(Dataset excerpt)
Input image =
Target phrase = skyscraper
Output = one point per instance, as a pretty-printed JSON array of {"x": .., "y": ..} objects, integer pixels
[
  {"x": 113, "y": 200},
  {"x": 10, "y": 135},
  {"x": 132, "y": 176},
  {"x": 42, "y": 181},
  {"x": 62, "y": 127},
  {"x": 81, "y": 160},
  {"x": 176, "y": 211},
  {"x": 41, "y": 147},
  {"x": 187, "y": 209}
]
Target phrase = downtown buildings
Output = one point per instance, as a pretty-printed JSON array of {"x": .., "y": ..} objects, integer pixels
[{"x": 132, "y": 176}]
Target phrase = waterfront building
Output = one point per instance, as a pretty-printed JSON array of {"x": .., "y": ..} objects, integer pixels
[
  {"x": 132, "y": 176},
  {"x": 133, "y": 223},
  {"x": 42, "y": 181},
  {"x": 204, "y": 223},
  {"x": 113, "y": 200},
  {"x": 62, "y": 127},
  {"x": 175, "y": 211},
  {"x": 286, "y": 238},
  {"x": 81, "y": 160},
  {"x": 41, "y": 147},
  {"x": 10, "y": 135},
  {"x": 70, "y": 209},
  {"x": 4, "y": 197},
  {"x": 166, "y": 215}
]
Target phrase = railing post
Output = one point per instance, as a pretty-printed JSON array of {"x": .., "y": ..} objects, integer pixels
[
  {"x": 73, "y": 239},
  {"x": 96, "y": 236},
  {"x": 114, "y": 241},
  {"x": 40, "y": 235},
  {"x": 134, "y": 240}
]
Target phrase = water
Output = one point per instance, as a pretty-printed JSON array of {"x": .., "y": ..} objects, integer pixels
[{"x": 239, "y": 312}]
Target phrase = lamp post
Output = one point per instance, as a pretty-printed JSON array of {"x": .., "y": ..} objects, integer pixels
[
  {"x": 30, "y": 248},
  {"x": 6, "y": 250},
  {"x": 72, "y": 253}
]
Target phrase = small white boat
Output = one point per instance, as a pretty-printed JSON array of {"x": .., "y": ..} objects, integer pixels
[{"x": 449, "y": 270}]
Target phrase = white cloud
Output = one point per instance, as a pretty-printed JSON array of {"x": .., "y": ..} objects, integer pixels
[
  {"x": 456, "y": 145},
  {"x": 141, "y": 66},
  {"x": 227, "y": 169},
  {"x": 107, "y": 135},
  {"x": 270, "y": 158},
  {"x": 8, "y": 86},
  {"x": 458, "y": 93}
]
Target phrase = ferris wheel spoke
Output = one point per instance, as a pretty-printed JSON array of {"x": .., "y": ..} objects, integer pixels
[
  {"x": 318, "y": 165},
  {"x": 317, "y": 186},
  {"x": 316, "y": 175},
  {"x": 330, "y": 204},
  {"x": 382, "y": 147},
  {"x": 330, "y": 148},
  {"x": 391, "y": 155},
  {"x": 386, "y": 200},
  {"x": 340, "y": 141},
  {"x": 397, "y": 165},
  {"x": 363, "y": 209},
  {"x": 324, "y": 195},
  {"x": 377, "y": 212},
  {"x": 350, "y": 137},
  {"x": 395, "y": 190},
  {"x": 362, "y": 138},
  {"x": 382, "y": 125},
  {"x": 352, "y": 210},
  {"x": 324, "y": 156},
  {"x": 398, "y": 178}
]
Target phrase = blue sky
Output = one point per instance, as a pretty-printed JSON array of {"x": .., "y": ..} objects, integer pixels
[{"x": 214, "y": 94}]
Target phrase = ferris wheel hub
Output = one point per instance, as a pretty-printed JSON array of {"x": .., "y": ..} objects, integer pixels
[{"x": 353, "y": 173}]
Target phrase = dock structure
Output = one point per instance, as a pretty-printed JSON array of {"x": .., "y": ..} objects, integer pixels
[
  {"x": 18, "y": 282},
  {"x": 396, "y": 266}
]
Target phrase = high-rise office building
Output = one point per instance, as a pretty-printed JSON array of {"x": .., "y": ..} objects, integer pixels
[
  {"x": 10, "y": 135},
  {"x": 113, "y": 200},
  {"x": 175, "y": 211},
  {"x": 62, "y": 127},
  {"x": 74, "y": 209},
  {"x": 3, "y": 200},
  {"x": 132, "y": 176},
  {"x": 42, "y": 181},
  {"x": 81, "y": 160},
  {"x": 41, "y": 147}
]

* **What you need to do**
Present every line of the records above as a numbered list, leaving out any blank lines.

* **Output below**
1. Input image =
2. Target phrase = skyscraper
3. Output = one point per instance, as a pretty-printed JSON array of {"x": .., "y": ..} objects, integer pixels
4. [
5.   {"x": 113, "y": 200},
6.   {"x": 10, "y": 135},
7.   {"x": 132, "y": 176},
8.   {"x": 42, "y": 181},
9.   {"x": 62, "y": 127},
10.   {"x": 81, "y": 160},
11.   {"x": 176, "y": 211},
12.   {"x": 41, "y": 147},
13.   {"x": 187, "y": 209}
14. ]
15. Target phrase = downtown buildings
16. Output = one point per instance, as a pretty-printed JSON array of {"x": .., "y": ..} objects, integer pixels
17. [{"x": 132, "y": 176}]
18. Target phrase = waterfront building
19. Output = one point per instance, as a pretty-printed JSON array of {"x": .., "y": ..} objects, integer pixels
20. [
21.   {"x": 132, "y": 176},
22.   {"x": 133, "y": 223},
23.   {"x": 42, "y": 181},
24.   {"x": 204, "y": 223},
25.   {"x": 113, "y": 200},
26.   {"x": 62, "y": 127},
27.   {"x": 175, "y": 211},
28.   {"x": 286, "y": 238},
29.   {"x": 81, "y": 160},
30.   {"x": 41, "y": 147},
31.   {"x": 10, "y": 135},
32.   {"x": 70, "y": 209},
33.   {"x": 4, "y": 197},
34.   {"x": 166, "y": 215}
35. ]
36. Target phrase = railing post
37. Output = one point per instance, as a pretty-printed JSON array of {"x": .., "y": ..} objects, integer pixels
38. [
39.   {"x": 73, "y": 239},
40.   {"x": 96, "y": 236},
41.   {"x": 114, "y": 241},
42.   {"x": 40, "y": 235},
43.   {"x": 134, "y": 240}
44. ]
45. Target phrase = water
46. Output = one point per instance, as a pretty-printed JSON array of {"x": .., "y": ..} objects, integer pixels
47. [{"x": 239, "y": 312}]
48. Target phrase = lamp post
49. Output = one point per instance, as a pretty-printed JSON array of {"x": .., "y": ..} objects, integer pixels
50. [
51.   {"x": 30, "y": 248},
52.   {"x": 6, "y": 250},
53.   {"x": 72, "y": 253}
54. ]
55. Target phrase = small white boat
56. Output = one point per instance, as a pretty-printed JSON array of {"x": .., "y": ..} objects, integer pixels
57. [{"x": 449, "y": 270}]
58. Target phrase = white cloud
59. Output = one point per instance, as a pretty-printed JSON array of {"x": .., "y": ..} objects, integer pixels
60. [
61.   {"x": 456, "y": 145},
62.   {"x": 141, "y": 66},
63.   {"x": 227, "y": 169},
64.   {"x": 107, "y": 135},
65.   {"x": 270, "y": 158},
66.   {"x": 8, "y": 86},
67.   {"x": 458, "y": 93}
68. ]
69. Target phrase = ferris wheel spoke
70. Output = one point per instance, as a pretty-printed JSON array of {"x": .., "y": ..} objects, integer pixels
71. [
72.   {"x": 318, "y": 165},
73.   {"x": 317, "y": 186},
74.   {"x": 316, "y": 175},
75.   {"x": 330, "y": 204},
76.   {"x": 382, "y": 147},
77.   {"x": 330, "y": 148},
78.   {"x": 391, "y": 155},
79.   {"x": 386, "y": 200},
80.   {"x": 340, "y": 141},
81.   {"x": 397, "y": 165},
82.   {"x": 363, "y": 209},
83.   {"x": 324, "y": 195},
84.   {"x": 377, "y": 212},
85.   {"x": 350, "y": 137},
86.   {"x": 395, "y": 190},
87.   {"x": 362, "y": 138},
88.   {"x": 382, "y": 125},
89.   {"x": 352, "y": 210},
90.   {"x": 324, "y": 156},
91.   {"x": 398, "y": 178}
92. ]
93. Target phrase = blue sky
94. Output = one point per instance, as a pretty-printed JSON array of {"x": .., "y": ..} objects, integer pixels
95. [{"x": 214, "y": 94}]
96. Target phrase = ferris wheel hub
97. Output = one point per instance, as a pretty-printed JSON array of {"x": .., "y": ..} objects, integer pixels
98. [{"x": 353, "y": 173}]
99. Target phrase = dock structure
100. Output = one point per instance, as a pretty-printed JSON array of {"x": .., "y": ..} objects, integer pixels
101. [
102.   {"x": 18, "y": 282},
103.   {"x": 396, "y": 266}
104. ]
105. Target phrase = high-rise office building
106. Output = one point per instance, as a pretty-printed JSON array of {"x": .., "y": ..} objects, integer pixels
107. [
108.   {"x": 10, "y": 135},
109.   {"x": 113, "y": 200},
110.   {"x": 175, "y": 211},
111.   {"x": 62, "y": 127},
112.   {"x": 74, "y": 209},
113.   {"x": 3, "y": 200},
114.   {"x": 132, "y": 176},
115.   {"x": 42, "y": 181},
116.   {"x": 81, "y": 160},
117.   {"x": 41, "y": 147}
118. ]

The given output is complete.